# [The problem]
Copy the data word for word, from its first line through the line containing "point(267, 161)", inclusive.

# [Given information]

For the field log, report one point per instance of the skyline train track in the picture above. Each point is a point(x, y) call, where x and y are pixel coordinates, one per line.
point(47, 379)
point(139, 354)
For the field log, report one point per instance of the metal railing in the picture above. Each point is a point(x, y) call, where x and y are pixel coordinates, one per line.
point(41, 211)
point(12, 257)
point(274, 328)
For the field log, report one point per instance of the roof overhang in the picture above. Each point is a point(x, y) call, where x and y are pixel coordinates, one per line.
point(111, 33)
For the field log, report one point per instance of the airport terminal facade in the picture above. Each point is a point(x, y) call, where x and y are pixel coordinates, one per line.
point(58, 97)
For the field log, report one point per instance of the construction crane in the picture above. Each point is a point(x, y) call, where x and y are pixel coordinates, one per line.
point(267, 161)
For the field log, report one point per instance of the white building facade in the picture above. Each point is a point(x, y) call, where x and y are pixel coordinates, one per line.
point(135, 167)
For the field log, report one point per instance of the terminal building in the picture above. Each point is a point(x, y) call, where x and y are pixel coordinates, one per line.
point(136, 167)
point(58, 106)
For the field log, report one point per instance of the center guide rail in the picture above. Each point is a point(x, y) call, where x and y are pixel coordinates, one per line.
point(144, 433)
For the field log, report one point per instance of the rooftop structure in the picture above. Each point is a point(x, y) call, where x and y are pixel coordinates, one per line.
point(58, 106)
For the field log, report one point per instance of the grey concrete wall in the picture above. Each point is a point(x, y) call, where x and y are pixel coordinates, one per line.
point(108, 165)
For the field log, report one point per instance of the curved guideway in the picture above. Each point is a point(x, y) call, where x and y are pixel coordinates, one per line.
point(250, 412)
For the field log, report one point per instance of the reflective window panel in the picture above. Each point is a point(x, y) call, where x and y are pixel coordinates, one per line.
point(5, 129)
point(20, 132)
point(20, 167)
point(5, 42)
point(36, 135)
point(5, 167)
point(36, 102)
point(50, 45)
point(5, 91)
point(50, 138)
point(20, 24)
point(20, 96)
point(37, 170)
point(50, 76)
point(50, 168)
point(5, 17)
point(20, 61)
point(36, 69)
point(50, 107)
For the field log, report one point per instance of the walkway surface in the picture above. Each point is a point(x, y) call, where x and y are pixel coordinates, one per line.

# [Task solution]
For the field log, report one point per instance of the skyline train track in the picture above. Each point is a point(x, y) call, where x and y are pixel coordinates, one per line.
point(47, 379)
point(139, 354)
For the field log, report one point per instance of the metal railing in the picture above. Each point is a point(x, y) call, where x and y are pixel coordinates, one per line.
point(41, 211)
point(12, 257)
point(274, 328)
For the field log, report one point per instance of the roof overhang in the picture above. Each point is a point(x, y) call, where x and y are pixel coordinates, one per line.
point(111, 33)
For the field log, report one point per instance of the airport terminal facade in the picture above. Each point is a point(x, y) call, where x and y are pixel coordinates, one per line.
point(58, 97)
For the field log, report one point per instance of the construction crane in the picture above. Each point is a point(x, y) call, where x and y are pixel coordinates, one per line.
point(267, 161)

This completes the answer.